◆ **Complete the following**:
a. Rewrite the paragraph of the source passage that begins "This is an audio interview" as a shorter version that keeps its main facts.
b. Copy the source passage word for word between "in English Dolby" and "Clarke as well.", inclusive.

There are optional English HoH subtitles in a white font for the productions.


Audio commentary on “Bukovsky” with Jehane Markham, Grenville Middleton, and Sam Dunn
Newly recorded for this set, Sam Dunn from BFI hosts this commentary with David’s daughter Markham and production cameraman Middleton. Topics such as David Markham’s involvement, Clarke’s involvement, the technical issues, and the issues of Middleton being Alan Clarke’s landlord are all covered. During the commentary it’s mentioned that they are watching it without sound so it’s apparent that it was recorded prior to the discovery of the full audio elements to film.
in English Dolby Digital 2.0 with no subtitles

“Bukovsky” Outtakes (50:55)
Taken from Middleton’s archives, the outtakes are as long as the finished documentary. There is unedited black and white footage at Trafalgar Square, with picture running out while sound remaining on some shots, extra footage at the Markham family cottage, and footage of Clarke as well.
in 1080i 50hz AVC MPEG-4, in 1.33:1, in English LPCM 2.0 with no subtitles

David Markham Interviewed by Alan Clarke (19:23)
This is an audio interview by Clarke during the making of the film. Whether this was audio with picture missing or if this was meant to be an audio-only interview for reference or voice over use is not certain. The audio track was taken from Middleton’s archives. Some of the dialogue is hard to hear and unfortunately there are no subtitles to caption the audio.
in 1080i 50hz AVC MPEG-4, in English LPCM 2.0 with no subtitles

“Alan Clarke’s Letters to the Markhams” featurette (6:29)
Two letters from Clarke to the Markham family are read out loud by Jehane Markham while the letters are shown on the screen. They are both handwritten by Clarke, with the first letter addressed to David about piecing “Bukovsky” together and the second is his experience and disillusionment of being in Los Angeles in 1979.
in 1080i 50hz AVC MPEG-4, in English LPCM 2.0 with no subtitles

“Alan Clarke: Out of His Own Light” documentary (Part 7) (18:12)

(Dataset entries)
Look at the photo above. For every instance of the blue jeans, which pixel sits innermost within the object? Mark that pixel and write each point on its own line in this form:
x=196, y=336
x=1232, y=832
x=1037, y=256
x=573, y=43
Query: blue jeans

◆ **Results in order**:
a. Clarke recorded this audio interview while making the film. It's unclear whether the picture is missing or whether it was meant as audio-only for reference or voice-over. The track comes from Middleton's archives. Some dialogue is hard to hear, and there are no subtitles.

b.
in English Dolby Digital 2.0 with no subtitles

“Bukovsky” Outtakes (50:55)
Taken from Middleton’s archives, the outtakes are as long as the finished documentary. There is unedited black and white footage at Trafalgar Square, with picture running out while sound remaining on some shots, extra footage at the Markham family cottage, and footage of Clarke as well.